### PASSAGEM:
----
Destas breves declarações conclui-se, sem grande esforço, que
a linha de defesa do hacker Rui Pinto (não se percebe bem se para evitar o
cumprimento do mandado de detenção europeia, se para evitar a instrução do
processo em Portugal) consiste em considerá-lo um herói, uma espécie de Robin dos Bosques da tão vituperada “verdade
desportiva”, disposto a tudo para conseguir a justiça no futebol.
Este argumento não deixa de ser espantoso quando empregado
por profissionais do Direito!
Ele assenta na ideia de que os meios justificam os fins e de
que tudo vale para alcançar o fim que se tem em vista. Obviamente, que tal
argumento é inadmissível num Estado de direito, seja ele justificativo de uma
conduta privada ou pública. Pior ainda, é a hipocrisia ou mesmo a má fé que lhe
está subjacente já que ele tem como suporte subliminar a mensagem de que o fim
que se tinha em vista é nobre e amplamente compreendido pela sociedade, não
obstante a natureza do meio através do qual foi prosseguido.
Este é, como imediatamente se compreende, um argumento
hipócrita e desonesto porque o primeiro objectivo que o hacker tinha em vista,
como aliás acontece cada vez mais com os criminosos deste tipo de crime, é a
extorsão. Ou seja, é um crime que se pratica para com base nele praticar um
outro ainda mais grave. Esta a “nobreza” do comportamento do hacker
e a pobreza da argumentação dos seus advogados. Tudo isto, sem prejuízo de a
tentativa de extorsão, nomeadamente nos casos em que antecipadamente se
suspeita do seu inêxito, poder ter em vista o encobrimento de outro crime
cometido por outro ou outros agentes.
Portanto, quando aquele objectivo não é alcançado, como foi o
caso, o hacker – na hipótese pouco provável de o trabalho não lhe ter
sido encomendado – tentará vendê-lo a quem dele possa tirar proveito e causar
dano àquele que recusou a extorsão. E foi isso o que no caso do roubo do
correio electrónico do Benfica aconteceu, quer se tenha verificado a primeira
hipótese ou a segunda: os dois dos habituais pressupostos deste tipo de crime
estão presentes no que realmente aconteceu - o produto do crime foi parar às
mãos de quem dele podia tirar proveito e o dano foi causado a quem resistiu à
extorsão.
Assim, apenas falta provar quem pagou para receber o produto
do roubo ou quem o encomendou, embora esta prova não seja excepcionalmente
difícil já que o comportamento habitual neste tipo de crimes é o pagamento ser
feito por quem tira proveito do roubo. Difícil também não será a prova de que o
dinheiro foi parar às mãos do assaltante, mais fácil ainda quando alicerçada na
evidência de o ladrão ter passado a fazer vida fora do país sem nenhuma fonte
de rendimentos declarada, de se dar ao luxo de fazer gastos elevadíssimos, como
serão certamente os honorários de caríssimos advogados para o defender. Fazer
crer que tudo isto acontece por solidariedade evangélica dos que defendem a boa
nova da verdade desportiva é uma ingenuidade em que ninguém acreditará.
----
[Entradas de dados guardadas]
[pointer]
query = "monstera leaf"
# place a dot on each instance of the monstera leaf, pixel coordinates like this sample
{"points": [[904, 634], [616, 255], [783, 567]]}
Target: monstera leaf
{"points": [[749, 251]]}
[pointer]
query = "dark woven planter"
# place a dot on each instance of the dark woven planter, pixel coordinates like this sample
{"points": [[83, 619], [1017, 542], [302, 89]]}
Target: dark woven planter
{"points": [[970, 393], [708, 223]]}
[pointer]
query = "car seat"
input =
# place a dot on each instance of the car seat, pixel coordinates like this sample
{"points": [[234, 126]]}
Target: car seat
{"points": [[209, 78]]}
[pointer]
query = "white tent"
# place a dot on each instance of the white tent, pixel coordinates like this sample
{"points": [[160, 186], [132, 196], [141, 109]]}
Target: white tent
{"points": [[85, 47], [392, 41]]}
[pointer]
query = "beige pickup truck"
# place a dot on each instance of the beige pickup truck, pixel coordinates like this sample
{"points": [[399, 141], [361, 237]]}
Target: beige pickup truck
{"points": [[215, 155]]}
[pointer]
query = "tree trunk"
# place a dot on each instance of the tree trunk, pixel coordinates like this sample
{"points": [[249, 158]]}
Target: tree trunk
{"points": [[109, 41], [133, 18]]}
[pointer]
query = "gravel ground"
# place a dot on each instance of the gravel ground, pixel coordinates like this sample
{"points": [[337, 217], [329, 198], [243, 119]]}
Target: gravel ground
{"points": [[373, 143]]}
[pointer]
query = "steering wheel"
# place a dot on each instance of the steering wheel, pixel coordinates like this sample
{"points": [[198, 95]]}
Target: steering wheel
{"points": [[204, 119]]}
----
### TAREFA CURTA 1:
Copie do texto sobre o caso Rui Pinto o trecho que vai de "Assim, apenas falta" a "que ninguém acreditará.".
### TAREFA CURTA 2:
Responda com base no texto sobre o caso Rui Pinto:
(a) Com que figura a linha de defesa compara o hacker?
(b) Qual é, segundo o texto, o primeiro objectivo que o hacker tinha em vista?
(c) De que clube foi roubado o correio electrónico?
### TAREFA CURTA 3:
Continue o texto sobre o caso Rui Pinto a partir da última frase apresentada.

### RESULTADO DA TAREFA 1:
Assim, apenas falta provar quem pagou para receber o produto
do roubo ou quem o encomendou, embora esta prova não seja excepcionalmente
difícil já que o comportamento habitual neste tipo de crimes é o pagamento ser
feito por quem tira proveito do roubo. Difícil também não será a prova de que o
dinheiro foi parar às mãos do assaltante, mais fácil ainda quando alicerçada na
evidência de o ladrão ter passado a fazer vida fora do país sem nenhuma fonte
de rendimentos declarada, de se dar ao luxo de fazer gastos elevadíssimos, como
serão certamente os honorários de caríssimos advogados para o defender. Fazer
crer que tudo isto acontece por solidariedade evangélica dos que defendem a boa
nova da verdade desportiva é uma ingenuidade em que ninguém acreditará.

### RESULTADO DA TAREFA 2:
(a) Com uma espécie de Robin dos Bosques da "verdade desportiva".
(b) A extorsão.
(c) Do Benfica.

### RESULTADO DA TAREFA 3:
Mas há mais: a pseudo heroicidade do assaltante é também
traída pelo orientação unilateral do “nobre gesto” que o levou a assaltar
apenas um clube e não os outros dois que com ele concorrem pela hegemonia do
futebol português, apesar das breves “cócegas” feitas a ambos para dar a entender
que a todos tocava por igual. Este comportamento unidireccional praticado por
um profissional da pirataria informática é igualmente um indício de que o
trabalho lhe foi encomendado, objectivo, no caso, facilitado pelas amizades e
identidades que se conhecem.
Estamos assim perante um crime com indícios suficientes para
não se poder pôr de parte a hipótese, bem provável, de se inserir na
criminalidade organizada pela sintonia com que durante mais de ano e meio se
foi construindo através de elementos roubados, truncados, falsificados e sempre
descontextualizados uma verdadeira mistificação da realidade que permitiu
manter uma actividade puramente especulativa altamente nociva para a reputação
da vítima e do seu desempenho desportivo De facto, trata-se de um crime que
ultrapassa largamente a violação da correspondência informática e consequente
possibilidade de extorsão, mas que se insere claramente na intenção de causar
dano reputacional irreparável.
Escusado será dizer que o grande beneficiário de toda esta
actividade não foi apenas Rui Pinto, quaisquer que tenham sido os proventos que
a sua actividade criminosa lhe proporcionou, mas o Futebol Clube do Porto como
principal divulgador e fomentador da campanha de descrédito do Sport Lisboa e
Benfica. Como também poucas dúvidas poderá haver que apenas existe um suspeito
de ter pago ou encomendado esta actividade criminosa, sendo de estranhar e
acima de tudo de lamentar que perante indícios tão evidentes as autoridades não
tenham materializado processualmente essas suspeitas, tendo, pelo contrário,
com a sua passiva conduta concedido a esse suspeito todo o tempo e espaço do
mundo para se livrar dos vestígios materiais que o comprometessem.